> [Description of the task] In all of the lines below, swap "Put a point on every instance of" for "Mark each occurrence of" and leave everything else as it is. Reproduce the lines without the pictures.

> [Record excerpts]
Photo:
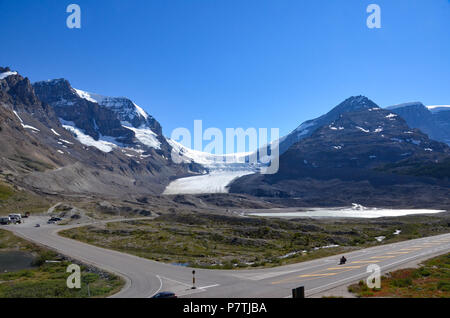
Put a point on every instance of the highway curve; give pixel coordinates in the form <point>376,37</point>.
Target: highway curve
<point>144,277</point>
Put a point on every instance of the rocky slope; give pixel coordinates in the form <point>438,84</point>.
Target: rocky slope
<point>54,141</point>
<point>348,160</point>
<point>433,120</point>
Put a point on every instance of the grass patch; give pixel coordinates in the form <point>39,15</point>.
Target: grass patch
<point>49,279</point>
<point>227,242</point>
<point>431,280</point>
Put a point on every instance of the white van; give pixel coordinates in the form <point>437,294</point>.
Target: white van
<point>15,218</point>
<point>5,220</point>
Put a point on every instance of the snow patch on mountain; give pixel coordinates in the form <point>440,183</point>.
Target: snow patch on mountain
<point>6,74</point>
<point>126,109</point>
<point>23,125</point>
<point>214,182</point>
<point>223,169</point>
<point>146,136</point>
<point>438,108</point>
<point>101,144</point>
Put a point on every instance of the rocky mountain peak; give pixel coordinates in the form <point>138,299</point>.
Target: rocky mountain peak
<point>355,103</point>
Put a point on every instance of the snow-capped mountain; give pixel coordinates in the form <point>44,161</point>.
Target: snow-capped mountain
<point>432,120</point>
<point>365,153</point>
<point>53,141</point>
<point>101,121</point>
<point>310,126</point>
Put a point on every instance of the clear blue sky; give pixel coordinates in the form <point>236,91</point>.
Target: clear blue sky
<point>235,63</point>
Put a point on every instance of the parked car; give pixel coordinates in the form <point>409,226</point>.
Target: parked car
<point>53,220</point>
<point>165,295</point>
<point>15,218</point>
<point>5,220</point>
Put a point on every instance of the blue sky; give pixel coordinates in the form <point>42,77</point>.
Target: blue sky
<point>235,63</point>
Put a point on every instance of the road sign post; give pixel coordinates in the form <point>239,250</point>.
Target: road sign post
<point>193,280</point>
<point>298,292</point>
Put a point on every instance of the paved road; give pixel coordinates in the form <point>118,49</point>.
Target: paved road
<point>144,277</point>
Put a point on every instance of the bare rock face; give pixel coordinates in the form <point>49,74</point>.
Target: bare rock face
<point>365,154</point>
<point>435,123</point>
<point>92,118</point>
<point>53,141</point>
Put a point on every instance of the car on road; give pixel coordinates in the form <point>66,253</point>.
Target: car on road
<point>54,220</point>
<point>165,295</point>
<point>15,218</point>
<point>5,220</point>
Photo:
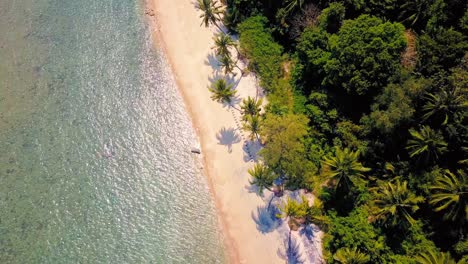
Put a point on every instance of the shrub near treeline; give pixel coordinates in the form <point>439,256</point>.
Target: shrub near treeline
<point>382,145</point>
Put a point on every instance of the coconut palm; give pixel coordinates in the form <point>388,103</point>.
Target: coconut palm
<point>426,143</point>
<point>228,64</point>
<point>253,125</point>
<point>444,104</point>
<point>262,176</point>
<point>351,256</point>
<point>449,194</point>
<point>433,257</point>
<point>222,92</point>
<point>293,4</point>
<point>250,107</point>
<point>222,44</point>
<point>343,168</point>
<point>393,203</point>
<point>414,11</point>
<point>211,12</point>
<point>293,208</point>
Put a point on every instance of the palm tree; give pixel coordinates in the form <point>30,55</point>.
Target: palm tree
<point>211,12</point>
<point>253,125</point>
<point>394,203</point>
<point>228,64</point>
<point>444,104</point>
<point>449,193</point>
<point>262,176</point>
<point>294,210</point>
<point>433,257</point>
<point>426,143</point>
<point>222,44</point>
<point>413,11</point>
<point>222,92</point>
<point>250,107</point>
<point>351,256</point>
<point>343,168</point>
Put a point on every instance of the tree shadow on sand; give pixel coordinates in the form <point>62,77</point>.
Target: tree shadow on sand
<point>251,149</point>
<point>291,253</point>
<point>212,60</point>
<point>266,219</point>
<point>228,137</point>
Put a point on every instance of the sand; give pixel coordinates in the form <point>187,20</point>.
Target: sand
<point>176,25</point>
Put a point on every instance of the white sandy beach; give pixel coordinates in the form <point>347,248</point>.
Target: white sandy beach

> [Solution to the exercise]
Photo:
Mark each occurrence of the highway curve; give pixel coordinates in the form <point>376,37</point>.
Target: highway curve
<point>144,277</point>
Mark each occurrence of the rocky slope; give pixel coordinates in the form <point>438,84</point>.
Target: rocky slope
<point>54,141</point>
<point>348,160</point>
<point>433,120</point>
Mark each occurrence of the grass patch; give pixel coordinates in the form <point>39,15</point>.
Target: grass patch
<point>49,279</point>
<point>227,242</point>
<point>431,280</point>
Mark each occurrence of the white van; give pixel coordinates in the form <point>437,294</point>.
Target: white van
<point>15,218</point>
<point>5,220</point>
Mark each occurrence of the snow patch on mountain; give pixel coordinates in the form <point>440,183</point>.
Target: snow patch on mountain
<point>6,74</point>
<point>126,109</point>
<point>23,125</point>
<point>214,182</point>
<point>223,169</point>
<point>146,136</point>
<point>438,108</point>
<point>101,144</point>
Mark each occurrence of the rocky mountain peak; give pixel coordinates in the form <point>138,299</point>.
Target: rocky mountain peak
<point>355,103</point>
Mark each occurrence of the snow-capped mountain; give pixel coordinates in the form <point>44,161</point>.
Target: snow-capped mountain
<point>432,120</point>
<point>365,153</point>
<point>53,141</point>
<point>101,121</point>
<point>310,126</point>
Mark each occurrence of the clear blue sky; give pixel coordinates in the form <point>236,91</point>.
Target: clear blue sky
<point>235,63</point>
Mark each occurrence of the parked car; give pixel coordinates in the form <point>409,226</point>.
Target: parked car
<point>53,220</point>
<point>165,295</point>
<point>15,218</point>
<point>5,220</point>
Mark each occurrence of the blue sky; give pixel coordinates in the form <point>42,77</point>.
Target: blue sky
<point>235,63</point>
Mark each occurrence of the road sign post; give pixel coordinates in the form <point>239,250</point>.
Target: road sign post
<point>193,280</point>
<point>298,292</point>
Mark each occurrence of the paved road; give pixel coordinates in the form <point>118,49</point>.
Target: paved road
<point>144,277</point>
Mark each occurrence of the bare rock face; give pixel coordinates in the form <point>49,74</point>.
Target: bare rock face
<point>365,154</point>
<point>435,123</point>
<point>92,118</point>
<point>53,141</point>
Mark each occurrence of the car on road; give pixel coordinates in the form <point>66,253</point>.
Target: car on road
<point>54,220</point>
<point>165,295</point>
<point>15,218</point>
<point>5,220</point>
Photo:
Mark each occurrence of the shrub near treeline; give pixel coordinates in the form <point>439,256</point>.
Target: shrub near treeline
<point>382,145</point>
Mark each occurrence of the coconut palm; give pixel coordinates in the form <point>388,103</point>.
Target: coconut palm
<point>426,143</point>
<point>228,64</point>
<point>253,125</point>
<point>444,104</point>
<point>262,176</point>
<point>351,256</point>
<point>449,194</point>
<point>433,257</point>
<point>222,92</point>
<point>293,4</point>
<point>250,107</point>
<point>222,44</point>
<point>343,168</point>
<point>393,203</point>
<point>414,11</point>
<point>211,12</point>
<point>293,208</point>
Mark each occurrence of the palm tree; give pixel coordinates in the form <point>30,55</point>.
Target: palm tree
<point>211,12</point>
<point>253,125</point>
<point>394,203</point>
<point>228,64</point>
<point>444,104</point>
<point>449,193</point>
<point>262,176</point>
<point>294,210</point>
<point>433,257</point>
<point>426,143</point>
<point>222,44</point>
<point>413,11</point>
<point>222,92</point>
<point>250,107</point>
<point>351,256</point>
<point>343,168</point>
Mark each occurrence of the tree shadow on sand; give pixel coordinates in the form <point>62,77</point>.
Target: tree shadow on sand
<point>251,149</point>
<point>291,253</point>
<point>212,60</point>
<point>266,219</point>
<point>228,137</point>
Mark each occurrence of the sand; give pixel coordinates in the form <point>187,20</point>.
Target: sand
<point>176,25</point>
Mark each occurrence of the white sandy beach; give pixel coordinates in the form <point>347,248</point>.
Target: white sandy beach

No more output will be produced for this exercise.